→ **Exercise**
Print all of the material below line for line and word for word, leaving out the pictures.

--- Begin Working data ---

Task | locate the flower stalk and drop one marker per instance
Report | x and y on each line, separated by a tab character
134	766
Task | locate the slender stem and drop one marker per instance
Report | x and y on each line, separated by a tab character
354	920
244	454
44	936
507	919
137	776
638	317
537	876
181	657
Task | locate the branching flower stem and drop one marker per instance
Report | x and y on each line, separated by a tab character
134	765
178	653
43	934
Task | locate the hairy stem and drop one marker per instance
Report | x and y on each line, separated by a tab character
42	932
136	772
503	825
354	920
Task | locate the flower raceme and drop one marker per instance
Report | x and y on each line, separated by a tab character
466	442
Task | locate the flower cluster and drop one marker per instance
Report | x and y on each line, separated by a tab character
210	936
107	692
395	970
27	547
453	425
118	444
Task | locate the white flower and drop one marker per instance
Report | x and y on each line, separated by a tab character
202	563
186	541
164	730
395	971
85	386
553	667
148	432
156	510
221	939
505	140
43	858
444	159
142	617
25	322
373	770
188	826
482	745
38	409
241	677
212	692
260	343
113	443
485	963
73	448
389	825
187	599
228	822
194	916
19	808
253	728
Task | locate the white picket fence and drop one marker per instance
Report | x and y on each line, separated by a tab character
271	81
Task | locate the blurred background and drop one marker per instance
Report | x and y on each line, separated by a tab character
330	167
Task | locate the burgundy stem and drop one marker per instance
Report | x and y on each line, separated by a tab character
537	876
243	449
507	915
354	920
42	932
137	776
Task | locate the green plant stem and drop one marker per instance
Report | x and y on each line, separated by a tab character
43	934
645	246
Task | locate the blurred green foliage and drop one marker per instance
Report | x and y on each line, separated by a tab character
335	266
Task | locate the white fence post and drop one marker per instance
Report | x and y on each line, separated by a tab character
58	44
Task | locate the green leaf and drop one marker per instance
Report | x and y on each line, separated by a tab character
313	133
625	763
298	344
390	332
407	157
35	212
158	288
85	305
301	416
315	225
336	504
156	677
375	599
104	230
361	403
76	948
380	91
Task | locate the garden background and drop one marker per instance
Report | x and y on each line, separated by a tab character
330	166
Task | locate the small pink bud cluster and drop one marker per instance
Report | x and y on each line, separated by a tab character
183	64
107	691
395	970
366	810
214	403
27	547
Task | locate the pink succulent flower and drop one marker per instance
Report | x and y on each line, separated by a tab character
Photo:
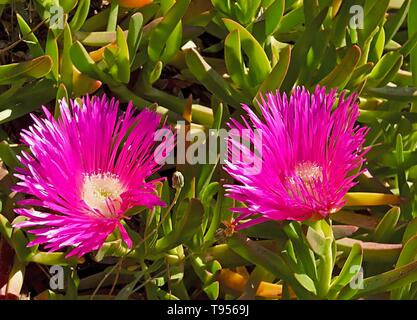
85	170
307	152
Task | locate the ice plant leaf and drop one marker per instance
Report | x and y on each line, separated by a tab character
30	39
386	227
350	269
259	66
35	68
341	74
278	73
80	15
372	251
85	171
389	280
184	229
161	33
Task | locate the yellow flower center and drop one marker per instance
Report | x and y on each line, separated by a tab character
309	171
101	191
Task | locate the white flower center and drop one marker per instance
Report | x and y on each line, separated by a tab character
309	171
102	192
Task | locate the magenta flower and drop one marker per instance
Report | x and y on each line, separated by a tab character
85	171
306	156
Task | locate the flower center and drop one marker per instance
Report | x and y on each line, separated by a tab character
309	171
102	192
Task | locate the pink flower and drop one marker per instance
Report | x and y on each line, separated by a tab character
85	170
306	157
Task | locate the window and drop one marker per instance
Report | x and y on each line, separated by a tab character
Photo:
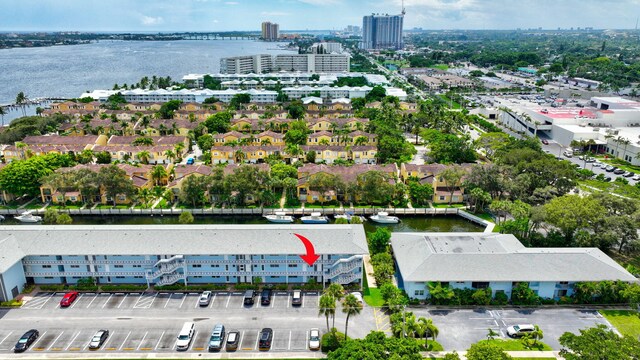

--- End Working data ---

→ **Completed exercise**
Task | locate the flower stalk and drop one marker per instance
Report | x and y on each line, separated by a tab character
134	766
Task | locate the slender stem and drop one marker per instance
Report | x and y on each line, separated by a tab character
354	920
244	454
44	936
507	919
137	776
638	317
537	876
181	657
Task | locate the branching flower stem and drop one marker per instance
Report | x and y on each line, separated by a tab character
134	765
178	653
43	934
Task | locate the hairy stem and drop one marker per instance
Report | x and y on each line, separated by a tab character
42	932
136	772
503	825
354	920
Task | locate the flower raceme and drop one marker per instance
Report | x and y on each line, separated by a tab character
466	442
Task | locate the flower cluster and drop one marker per instance
Report | x and y on each line, separated by a tab character
210	936
107	692
395	970
27	547
453	425
118	444
Task | locate the white flower and drop one marker per instance
Report | x and y on each line, separated by a tab character
202	563
186	541
164	730
395	971
85	386
553	667
148	432
156	510
221	939
505	140
43	858
444	159
142	617
25	322
373	770
188	826
482	745
38	409
241	677
212	692
260	343
113	443
485	963
73	448
389	825
187	599
228	822
194	916
19	808
253	728
Task | locate the white picket fence and drop one marker per instance
Report | x and y on each line, separated by a tab character
271	81
Task | locate the blurred background and drop one marker per instance
Report | x and y on each line, separated by a tab character
330	167
Task | locate the burgundy stem and drop one marker per instance
Report | x and y on each line, separated by a tab character
537	876
243	449
507	915
354	920
42	932
137	776
Task | locate the green plant stem and drop one marker per instance
Report | x and y on each line, separated by a tab character
43	934
645	246
Task | locate the blurred green foliage and drop one marker per instance
Report | x and y on each line, separated by a tab character
335	266
Task | locate the white fence post and drop one marker per instance
Report | x and y on each line, separated by a tab character
58	44
Task | locate the green leaf and drop one marker per instance
Report | x and y on each line, separated by a tab character
313	133
625	763
298	344
390	332
407	157
35	212
158	288
85	305
301	416
315	225
336	504
156	677
375	599
104	230
361	403
76	948
380	91
Task | locate the garden background and drop one marker per instance
Report | x and y on each line, separated by a tab character
330	166
Task | locate the small pink bud cluster and drop one marker per instance
Report | x and y on each line, separated by a tab character
183	64
107	691
395	970
366	810
214	403
27	547
Task | locate the pink succulent flower and drop one marker per instance
Report | x and y on each line, separated by a tab character
Photo:
85	170
307	152
Task | locate the ice plant leaf and drop one marker per instance
Report | x and y on each line, separated by a tab character
30	39
386	227
350	269
259	66
35	68
341	74
278	73
80	15
372	251
85	171
389	280
184	229
161	33
Task | locate the yellow flower center and drop one marker per instance
Report | x and y on each line, separated by a tab character
309	171
101	191
Task | locate the white flower center and drop one marker per instance
Report | x and y on each line, separated by a tab character
309	171
102	192
Task | locate the magenta flower and drop one marker per instance
Report | x and y on each line, separated by a tab character
85	171
306	156
Task | locate the flower center and drop one marker per instance
Report | x and y on each line, separated by a tab character
309	171
102	192
Task | locate the pink flower and drop one marker per instance
Report | x and y on each line, separated by a tab character
85	170
306	157
Task | locate the window and drop one marker per instance
Report | x and y on each line, separated by a tab character
Photo:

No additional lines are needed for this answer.